— Your instructions —
Restate the records that follow. Every word must match.

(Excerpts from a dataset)
□ □ □ □ □
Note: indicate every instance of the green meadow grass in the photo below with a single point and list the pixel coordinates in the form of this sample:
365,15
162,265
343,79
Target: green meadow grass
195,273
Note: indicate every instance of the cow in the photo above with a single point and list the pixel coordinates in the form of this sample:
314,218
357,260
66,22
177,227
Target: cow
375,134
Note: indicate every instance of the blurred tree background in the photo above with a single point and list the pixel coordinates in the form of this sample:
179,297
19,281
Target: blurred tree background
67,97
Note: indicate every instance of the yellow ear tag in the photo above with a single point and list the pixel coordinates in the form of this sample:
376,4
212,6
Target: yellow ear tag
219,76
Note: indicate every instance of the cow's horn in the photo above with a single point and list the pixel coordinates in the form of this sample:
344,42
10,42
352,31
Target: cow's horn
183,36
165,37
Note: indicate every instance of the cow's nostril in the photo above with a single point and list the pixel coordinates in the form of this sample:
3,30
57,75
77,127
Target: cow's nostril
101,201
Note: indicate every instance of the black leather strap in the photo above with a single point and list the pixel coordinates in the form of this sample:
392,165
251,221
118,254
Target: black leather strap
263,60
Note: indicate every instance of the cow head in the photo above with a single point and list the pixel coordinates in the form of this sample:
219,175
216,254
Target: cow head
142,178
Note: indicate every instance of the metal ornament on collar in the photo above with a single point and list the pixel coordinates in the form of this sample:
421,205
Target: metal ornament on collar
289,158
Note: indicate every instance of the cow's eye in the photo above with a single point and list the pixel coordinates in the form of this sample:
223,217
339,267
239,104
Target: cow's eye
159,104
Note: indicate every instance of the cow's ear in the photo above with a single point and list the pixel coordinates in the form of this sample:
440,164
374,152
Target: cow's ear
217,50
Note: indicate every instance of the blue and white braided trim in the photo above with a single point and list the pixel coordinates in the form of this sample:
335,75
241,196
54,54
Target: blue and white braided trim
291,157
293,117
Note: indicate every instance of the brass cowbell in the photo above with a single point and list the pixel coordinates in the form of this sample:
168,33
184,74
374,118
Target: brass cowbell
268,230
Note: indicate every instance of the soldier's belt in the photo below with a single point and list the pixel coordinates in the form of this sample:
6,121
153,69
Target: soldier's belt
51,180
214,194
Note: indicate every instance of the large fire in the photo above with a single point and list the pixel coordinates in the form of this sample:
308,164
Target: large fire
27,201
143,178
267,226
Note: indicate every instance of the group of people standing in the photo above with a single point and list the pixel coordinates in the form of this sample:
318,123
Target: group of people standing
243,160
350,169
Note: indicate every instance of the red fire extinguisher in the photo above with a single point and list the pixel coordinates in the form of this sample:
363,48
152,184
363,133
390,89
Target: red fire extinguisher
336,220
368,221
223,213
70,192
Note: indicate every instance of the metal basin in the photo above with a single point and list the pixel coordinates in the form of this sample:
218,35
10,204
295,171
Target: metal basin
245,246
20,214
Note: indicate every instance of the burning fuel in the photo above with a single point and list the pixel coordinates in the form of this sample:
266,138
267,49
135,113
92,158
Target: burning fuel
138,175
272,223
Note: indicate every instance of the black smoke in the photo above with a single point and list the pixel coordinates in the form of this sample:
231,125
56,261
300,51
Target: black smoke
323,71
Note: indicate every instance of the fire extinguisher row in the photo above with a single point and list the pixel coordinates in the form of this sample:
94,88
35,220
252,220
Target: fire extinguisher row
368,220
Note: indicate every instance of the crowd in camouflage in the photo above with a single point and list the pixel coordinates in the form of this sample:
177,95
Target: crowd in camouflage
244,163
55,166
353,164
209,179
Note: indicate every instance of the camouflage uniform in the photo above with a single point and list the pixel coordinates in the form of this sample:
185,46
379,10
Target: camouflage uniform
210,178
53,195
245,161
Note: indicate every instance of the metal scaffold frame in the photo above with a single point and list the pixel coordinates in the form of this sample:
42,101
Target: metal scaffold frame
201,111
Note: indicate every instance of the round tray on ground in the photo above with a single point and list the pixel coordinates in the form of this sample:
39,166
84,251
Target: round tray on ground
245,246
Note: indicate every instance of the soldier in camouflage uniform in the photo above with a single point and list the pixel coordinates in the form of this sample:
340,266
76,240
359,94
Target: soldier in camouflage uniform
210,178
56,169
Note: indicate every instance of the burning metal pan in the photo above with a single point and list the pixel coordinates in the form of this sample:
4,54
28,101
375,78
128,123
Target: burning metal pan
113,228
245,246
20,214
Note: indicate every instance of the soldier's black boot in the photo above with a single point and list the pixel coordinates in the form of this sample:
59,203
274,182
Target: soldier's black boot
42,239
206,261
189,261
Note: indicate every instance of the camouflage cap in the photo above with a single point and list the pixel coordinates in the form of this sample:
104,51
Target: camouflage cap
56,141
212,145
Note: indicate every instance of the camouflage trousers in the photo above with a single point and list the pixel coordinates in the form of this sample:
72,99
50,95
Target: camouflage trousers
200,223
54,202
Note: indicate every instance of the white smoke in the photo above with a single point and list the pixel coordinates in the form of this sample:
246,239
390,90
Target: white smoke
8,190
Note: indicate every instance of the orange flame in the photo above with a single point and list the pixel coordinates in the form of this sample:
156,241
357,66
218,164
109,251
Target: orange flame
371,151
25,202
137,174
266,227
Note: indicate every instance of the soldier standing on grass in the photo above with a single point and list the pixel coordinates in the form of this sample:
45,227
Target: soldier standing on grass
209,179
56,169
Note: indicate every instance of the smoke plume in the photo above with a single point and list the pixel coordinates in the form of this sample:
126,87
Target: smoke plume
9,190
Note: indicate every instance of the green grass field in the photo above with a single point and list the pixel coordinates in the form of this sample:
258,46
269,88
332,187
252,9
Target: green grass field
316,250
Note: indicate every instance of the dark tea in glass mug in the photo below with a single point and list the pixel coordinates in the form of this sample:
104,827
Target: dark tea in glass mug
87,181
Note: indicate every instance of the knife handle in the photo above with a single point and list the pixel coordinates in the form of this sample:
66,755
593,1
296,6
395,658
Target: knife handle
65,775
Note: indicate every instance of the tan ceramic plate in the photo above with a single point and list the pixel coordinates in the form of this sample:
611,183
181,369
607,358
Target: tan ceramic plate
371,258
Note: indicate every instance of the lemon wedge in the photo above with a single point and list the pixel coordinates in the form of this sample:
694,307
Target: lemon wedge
□ □ □ □ □
— Solution for this problem —
Note: indicate every instance of the green meadow grass in the photo below with a single point and list the pixel coordinates in the form of this sample:
365,15
162,265
343,79
Target: green meadow grass
195,273
Note: indicate every instance of the cow in the photo above with a single point and list the pixel coordinates in the form of this sample:
314,218
357,260
66,22
177,227
Target: cow
375,134
Note: indicate every instance of the blurred tree background in the photo above with a single point and list the pixel coordinates in the form of this sample:
179,297
19,281
Target: blurred tree background
67,97
Note: indicate every instance of the yellow ear tag in the photo above with a single point and list the pixel coordinates in the form of this sample:
376,4
212,6
Target: yellow ear tag
219,76
Note: indicate every instance of the cow's horn in the photo above with a single point and list the pixel coordinates in the form of this sample:
344,42
10,42
352,31
Target: cow's horn
183,36
165,37
Note: indicate every instance of the cow's nostril in the photo above with a single point and list the pixel coordinates in the form of this sample:
3,30
57,75
77,127
Target: cow's nostril
101,201
Note: indicate every instance of the black leather strap in the photo above with a single point and list the pixel coordinates in the form of this sample:
392,165
251,221
118,254
Target: black leather strap
263,60
Note: indicate every instance of the cow head in the photo above with a single point and list the pixel coordinates in the form of this sample:
219,175
216,254
Target: cow head
142,178
Note: indicate every instance of the metal ornament on collar in the photo above with a single point and list the pixel coordinates in the form of this sample:
421,205
Target: metal ornament on collar
289,158
Note: indicate every instance of the cow's eye in the photo above with a single point and list the pixel coordinates in the form of this sample:
223,217
339,267
239,104
Target: cow's eye
159,104
Note: indicate every instance of the cow's ear in the photo above with a single point and list the pixel coordinates in the form of this sample:
440,164
374,152
Target: cow's ear
217,50
Note: indicate every instance of the blue and white braided trim in the photo above with a single point and list the pixel coordinates in the form of this sample:
335,75
241,196
54,54
Target: blue and white braided trim
291,157
293,117
Note: indicate every instance of the brass cowbell in the photo above with a single point and list the pixel coordinates in the form of this sample:
168,33
184,74
374,118
Target: brass cowbell
268,230
Note: indicate every instance of the soldier's belt in the photo below with a single point and list the pixel coordinates in the form of this sample:
6,121
153,69
Target: soldier's belt
51,180
214,194
Note: indicate every instance of the large fire in the photo above with a single point and list the pixel coordinates in the form of this sample:
308,164
Target: large fire
27,201
143,178
267,226
Note: indicate every instance of the group of people standing in the photo above with a single point and list the pixel coordinates in the form of this sample:
318,123
Target: group of people standing
243,160
350,169
Note: indicate every instance of the red fire extinguisher in the photo above with a single point and list the pixel coordinates in the form of this sample:
363,48
152,184
363,133
390,89
Target: red fire extinguisher
336,220
368,221
223,213
70,192
Note: indicate every instance of the metal basin in the photo above with a single point and list the pixel coordinates in the form of this sample:
218,35
10,204
295,171
Target: metal basin
245,246
20,214
Note: indicate every instance of the burning fuel in the photo above with a single point and list the pixel coordinates in the form of this sample:
266,138
267,49
135,113
92,158
Target: burning fuel
138,175
272,223
Note: indicate every instance of the black smoke in the photo above with a single point and list the pixel coordinates in the form of this sample:
231,125
56,261
300,51
Target: black smoke
323,71
Note: indicate every instance of the fire extinguisher row in the photo above with a single point and list the pixel coordinates in the form of this sample:
94,88
35,220
252,220
Target: fire extinguisher row
368,220
Note: indicate every instance of the crowd in camouflage in the photo above with a single point and list the pixel coordinates in the form of this sample:
177,95
Target: crowd in camouflage
244,163
55,166
353,164
209,179
Note: indicate every instance of the camouflage uniform in the photo above with a single point and list the pixel coordinates in the form of this sample:
185,46
379,10
Target: camouflage uniform
210,178
53,195
245,161
Note: indicate every instance of the metal scaffold frame in the photo above with a single point and list the pixel coordinates in the form of this sample:
42,101
Target: metal scaffold frame
201,111
Note: indicate every instance of the round tray on ground in the photo above with a single point and list the pixel coordinates in the form of this sample:
39,166
84,251
Target: round tray on ground
245,246
Note: indicate every instance of the soldier in camouflage uniform in the photo above with a single point and list the pixel coordinates in the form of this sample:
340,266
76,240
359,94
Target: soldier in camouflage uniform
210,178
56,169
Note: indicate every instance of the burning metal pan in the photo above with a single point and list the pixel coordinates in the form of this sample:
4,54
28,101
375,78
128,123
Target: burning metal pan
113,228
245,246
20,214
Note: indicate every instance of the soldier's black boot in the photo above with a single point and list the pixel coordinates in the form of this sample:
59,203
274,182
Target: soldier's black boot
42,239
206,261
189,261
Note: indicate every instance of the camouflage cap in the photo above with a single point and list the pixel coordinates in the form of this sample:
104,51
Target: camouflage cap
56,141
212,145
Note: indicate every instance of the camouflage trousers in the photo above with a single point and list the pixel coordinates in the form of this sample:
72,99
50,95
Target: camouflage trousers
200,223
54,202
Note: indicate every instance of the white smoke in the photo above with a single point and list the pixel coordinates in the form of this sample:
246,239
390,90
Target: white smoke
8,190
Note: indicate every instance of the orange flame in the photo above with a single point and list the pixel coordinates in the form of this sample:
156,241
357,66
218,164
109,251
Target: orange flame
371,151
25,202
137,174
266,227
Note: indicate every instance of the soldier standing on grass in the photo above with a single point and list the pixel coordinates in the form of this sample:
45,227
Target: soldier standing on grass
209,179
56,169
Note: indicate every instance of the smoke plume in the photo above with a single point and list the pixel coordinates in the form of this sample:
126,87
Target: smoke plume
9,190
Note: indicate every instance of the green grass field in the photo above with a single point and list the pixel coordinates in the form of this sample:
258,46
269,88
332,187
252,9
Target: green grass field
316,250
Note: indicate every instance of the dark tea in glass mug in the photo below with a single point and list the pixel coordinates in the form of this sample:
104,827
Target: dark tea in glass mug
87,181
Note: indicate every instance of the knife handle in the photo above with a single point and list the pixel coordinates in the form of this sample:
66,755
593,1
296,6
395,658
Target: knife handle
65,775
Note: indicate every instance of the tan ceramic plate in the photo above with a single point and list the pixel coordinates in the form of this sample:
611,183
181,369
607,358
Target: tan ceramic plate
371,258
Note: indicate every instance of the lemon wedge in the photo above with a single point and list the pixel coordinates in the form of this sample:
694,307
Target: lemon wedge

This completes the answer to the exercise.